WHAT IS ASKED:
• a. Transcribe the neural network text word for word, beginning at the words "13. Convolution Neural" and stopping after "linearly separable data.".
• b. Write the next part of the neural network text, picking up after its final line.

EXTRACTED TEXT:
++++++++++

13. Convolution Neural Network#

13.1. Introduction#

image.png

13.1.1. Single Layer Neural Network#

  • A single-layer neural network, also known as a perceptron, is one of the simplest forms of artificial neural networks.

    • It consists of only one layer of artificial neurons, also called nodes or units, arranged in a single layer.

    • Despite its simplicity, a single-layer neural network can be powerful for solving certain types of problems, particularly those that involve linearly separable data.

  • In a single-layer neural network, each neuron receives input signals, applies weights to those inputs, sums them up, and then applies an activation function to produce an output.

    • The output is typically used to make predictions or classify input data into different categories.

image.png

13.2. Activation Function:#

An activation function is a mathematical function applied to the output of each neuron in a neural network. It introduces non-linearity to the network, enabling it to learn complex patterns and relationships in the data.

13.2.1. Purpose#

  1. Non-Linearity: Activation functions introduce non-linear transformations to the input, allowing neural networks to model non-linear relationships in data. Without activation functions, even a multi-layer neural network would behave like a single-layer perceptron, unable to capture complex patterns.

  2. Normalization: They normalize the output of neurons, ensuring that the values fall within a certain range. This can aid in stabilizing and speeding up the training process.

  3. Feature Learning: Activation functions help in learning useful features from the input data, enabling the network to represent and understand the underlying structure of the data.

13.2.2. Common Activation Functions#

  1. ReLU (Rectified Linear Unit):

    1. \(f(x) = max(0,x)\)

    2. ReLU sets all negative values to zero, introducing sparsity and accelerating the learning process.

    3. Widely used due to its simplicity and effectiveness.

  2. Sigmoid

    1. \(f(x) = \frac{1}{1+e^{-x}}\)

    2. S-shaped curve squashes the output between 0 and 1, suitable for binary classification tasks.

    3. However, it suffers from vanishing gradient problems.

  3. Tanh (Hyperbolic Tangent)

    1. \(f(x) = \frac{e^x-e^{-x}}{e^x+e^{-x}}\)

    2. Similar to the sigmoid function but maps the output between -1 and 1, addressing the vanishing gradient problem to some extent.

  4. Softmax

    1. Used in the output layer for multi-class classification tasks.

    2. It converts the raw scores into probabilities, ensuring that the sum of probabilities across all classes equals one.

++++++++++

RECORDS PROVIDED:
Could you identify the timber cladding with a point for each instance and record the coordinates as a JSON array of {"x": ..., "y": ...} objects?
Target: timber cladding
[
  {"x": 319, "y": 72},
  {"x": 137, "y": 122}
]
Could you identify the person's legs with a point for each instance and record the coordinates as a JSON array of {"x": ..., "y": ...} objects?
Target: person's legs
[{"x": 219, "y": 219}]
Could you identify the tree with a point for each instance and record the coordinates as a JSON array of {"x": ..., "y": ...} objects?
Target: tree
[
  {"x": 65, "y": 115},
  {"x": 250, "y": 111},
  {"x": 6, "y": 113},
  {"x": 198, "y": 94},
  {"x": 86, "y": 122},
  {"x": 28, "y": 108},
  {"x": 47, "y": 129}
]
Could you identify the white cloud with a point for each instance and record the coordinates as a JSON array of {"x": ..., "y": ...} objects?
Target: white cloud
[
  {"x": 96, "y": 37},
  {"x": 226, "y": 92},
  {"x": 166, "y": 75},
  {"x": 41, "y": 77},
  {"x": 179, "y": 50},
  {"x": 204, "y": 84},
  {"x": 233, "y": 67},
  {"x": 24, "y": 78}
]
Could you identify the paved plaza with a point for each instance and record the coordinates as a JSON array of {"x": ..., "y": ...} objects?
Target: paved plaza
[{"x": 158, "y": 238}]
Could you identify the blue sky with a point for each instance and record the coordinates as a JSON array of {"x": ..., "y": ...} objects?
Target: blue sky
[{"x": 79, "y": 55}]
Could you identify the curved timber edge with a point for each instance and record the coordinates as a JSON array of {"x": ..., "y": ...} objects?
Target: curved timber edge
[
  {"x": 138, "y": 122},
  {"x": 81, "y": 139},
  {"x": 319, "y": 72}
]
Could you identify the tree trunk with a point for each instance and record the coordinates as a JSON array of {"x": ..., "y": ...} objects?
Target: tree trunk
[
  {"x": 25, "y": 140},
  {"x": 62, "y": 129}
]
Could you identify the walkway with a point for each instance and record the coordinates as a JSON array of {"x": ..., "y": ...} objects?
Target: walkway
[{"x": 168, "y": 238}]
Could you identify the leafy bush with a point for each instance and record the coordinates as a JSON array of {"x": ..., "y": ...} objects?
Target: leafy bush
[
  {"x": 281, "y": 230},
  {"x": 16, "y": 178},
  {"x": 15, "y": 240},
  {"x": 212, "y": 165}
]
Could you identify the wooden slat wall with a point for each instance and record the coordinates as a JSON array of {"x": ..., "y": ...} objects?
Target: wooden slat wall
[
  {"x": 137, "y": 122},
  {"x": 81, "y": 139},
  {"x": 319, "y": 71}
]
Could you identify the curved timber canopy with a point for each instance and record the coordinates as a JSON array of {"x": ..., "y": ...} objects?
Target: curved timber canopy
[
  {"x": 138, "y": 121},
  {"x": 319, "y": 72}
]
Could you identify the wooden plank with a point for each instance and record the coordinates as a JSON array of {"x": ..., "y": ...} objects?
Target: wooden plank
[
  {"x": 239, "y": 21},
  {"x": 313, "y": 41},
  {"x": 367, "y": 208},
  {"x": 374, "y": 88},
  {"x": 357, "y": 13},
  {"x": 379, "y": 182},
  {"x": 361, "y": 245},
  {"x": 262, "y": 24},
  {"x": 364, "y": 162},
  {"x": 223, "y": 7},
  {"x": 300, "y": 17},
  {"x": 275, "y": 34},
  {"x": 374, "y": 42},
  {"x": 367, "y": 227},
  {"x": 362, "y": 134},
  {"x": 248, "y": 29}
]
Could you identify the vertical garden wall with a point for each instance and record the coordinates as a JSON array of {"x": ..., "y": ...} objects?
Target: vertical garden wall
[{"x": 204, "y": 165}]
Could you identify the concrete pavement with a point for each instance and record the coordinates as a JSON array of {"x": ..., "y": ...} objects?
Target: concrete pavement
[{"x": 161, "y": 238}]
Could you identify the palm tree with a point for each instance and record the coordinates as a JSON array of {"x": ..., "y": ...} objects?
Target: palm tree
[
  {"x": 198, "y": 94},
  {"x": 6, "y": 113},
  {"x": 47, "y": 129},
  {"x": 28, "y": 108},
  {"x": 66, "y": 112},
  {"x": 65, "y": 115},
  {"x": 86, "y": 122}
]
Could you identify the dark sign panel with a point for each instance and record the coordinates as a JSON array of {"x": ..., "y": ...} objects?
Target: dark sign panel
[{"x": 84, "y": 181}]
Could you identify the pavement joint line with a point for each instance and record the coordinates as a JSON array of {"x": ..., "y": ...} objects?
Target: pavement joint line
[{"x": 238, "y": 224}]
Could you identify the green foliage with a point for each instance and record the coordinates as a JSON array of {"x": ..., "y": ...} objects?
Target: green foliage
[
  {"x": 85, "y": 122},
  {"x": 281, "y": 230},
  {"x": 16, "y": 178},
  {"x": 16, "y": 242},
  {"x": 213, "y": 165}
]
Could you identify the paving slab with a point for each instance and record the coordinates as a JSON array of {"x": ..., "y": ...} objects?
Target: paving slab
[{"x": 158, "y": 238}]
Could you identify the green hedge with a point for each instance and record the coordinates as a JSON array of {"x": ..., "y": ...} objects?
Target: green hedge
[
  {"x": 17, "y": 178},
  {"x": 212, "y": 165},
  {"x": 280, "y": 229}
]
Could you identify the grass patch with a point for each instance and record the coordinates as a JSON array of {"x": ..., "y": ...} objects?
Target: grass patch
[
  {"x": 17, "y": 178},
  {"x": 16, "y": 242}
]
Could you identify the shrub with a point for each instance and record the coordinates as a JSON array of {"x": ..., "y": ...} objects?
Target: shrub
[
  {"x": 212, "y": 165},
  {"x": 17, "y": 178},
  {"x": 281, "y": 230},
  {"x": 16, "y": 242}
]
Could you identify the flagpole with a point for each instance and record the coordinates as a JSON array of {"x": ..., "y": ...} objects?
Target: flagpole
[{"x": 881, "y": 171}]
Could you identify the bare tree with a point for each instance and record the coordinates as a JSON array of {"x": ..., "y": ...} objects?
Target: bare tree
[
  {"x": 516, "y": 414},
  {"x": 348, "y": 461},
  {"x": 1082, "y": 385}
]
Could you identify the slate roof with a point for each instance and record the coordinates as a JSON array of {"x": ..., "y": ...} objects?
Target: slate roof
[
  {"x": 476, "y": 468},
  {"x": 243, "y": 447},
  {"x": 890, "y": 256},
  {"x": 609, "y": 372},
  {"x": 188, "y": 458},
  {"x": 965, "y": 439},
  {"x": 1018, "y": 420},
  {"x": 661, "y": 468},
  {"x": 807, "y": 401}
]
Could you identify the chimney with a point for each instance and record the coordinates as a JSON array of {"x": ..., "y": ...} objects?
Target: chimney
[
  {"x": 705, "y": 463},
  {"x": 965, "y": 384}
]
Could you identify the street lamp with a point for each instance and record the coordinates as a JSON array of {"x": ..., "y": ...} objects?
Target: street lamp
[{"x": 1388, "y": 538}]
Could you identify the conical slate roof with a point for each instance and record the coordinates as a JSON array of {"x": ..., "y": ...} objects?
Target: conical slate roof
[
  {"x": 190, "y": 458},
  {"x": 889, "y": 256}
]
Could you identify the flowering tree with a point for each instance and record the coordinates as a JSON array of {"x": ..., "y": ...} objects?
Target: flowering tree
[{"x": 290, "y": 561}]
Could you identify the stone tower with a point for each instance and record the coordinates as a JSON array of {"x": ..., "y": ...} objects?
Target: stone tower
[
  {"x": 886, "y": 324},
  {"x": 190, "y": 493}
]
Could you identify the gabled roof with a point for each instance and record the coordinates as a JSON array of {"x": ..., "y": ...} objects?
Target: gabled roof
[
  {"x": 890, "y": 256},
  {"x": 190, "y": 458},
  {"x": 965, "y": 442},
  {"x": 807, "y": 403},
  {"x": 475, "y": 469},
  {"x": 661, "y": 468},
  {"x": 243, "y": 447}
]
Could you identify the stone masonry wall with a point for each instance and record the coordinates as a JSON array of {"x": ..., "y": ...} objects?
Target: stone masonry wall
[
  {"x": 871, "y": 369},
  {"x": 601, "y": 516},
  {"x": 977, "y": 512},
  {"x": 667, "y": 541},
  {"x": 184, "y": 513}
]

++++++++++

TASK RESULTS:
• a.
13. Convolution Neural Network#

13.1. Introduction#

image.png

13.1.1. Single Layer Neural Network#

  • A single-layer neural network, also known as a perceptron, is one of the simplest forms of artificial neural networks.

    • It consists of only one layer of artificial neurons, also called nodes or units, arranged in a single layer.

    • Despite its simplicity, a single-layer neural network can be powerful for solving certain types of problems, particularly those that involve linearly separable data.

• b.
    image.png

13.3. Hidden Layer#

In a neural network, the hidden layer is a layer between the input and output layers. It consists of neurons that perform computations on the input data using weights and biases, transforming the input into a representation that the output layer can use to make predictions.

13.3.1. Types of Hidden Layers#

  1. Fully Connected (Dense) Layer: Every neuron in a fully connected layer is connected to every neuron in the previous and next layers, forming a dense matrix of connections.

    image.png

  2. Convolutional Layer: Used primarily in convolutional neural networks (CNNs) for processing grid-like data such as images. Convolutional layers apply filters to input data, extracting spatial hierarchies of features.

    image.png

  3. Recurrent Layer: Used in recurrent neural networks (RNNs) for processing sequential data such as time series or text. Recurrent layers have connections that form cycles, allowing them to retain information over time.

    image.png

13.4. Example of MNIST Digits#

image.png

import tensorflow as tf
from tensorflow.keras import layers, models, datasets
import matplotlib.pyplot as plt
import numpy as np
# Load MNIST dataset
(train_images, train_labels), (test_images, test_labels) = datasets.mnist.load_data()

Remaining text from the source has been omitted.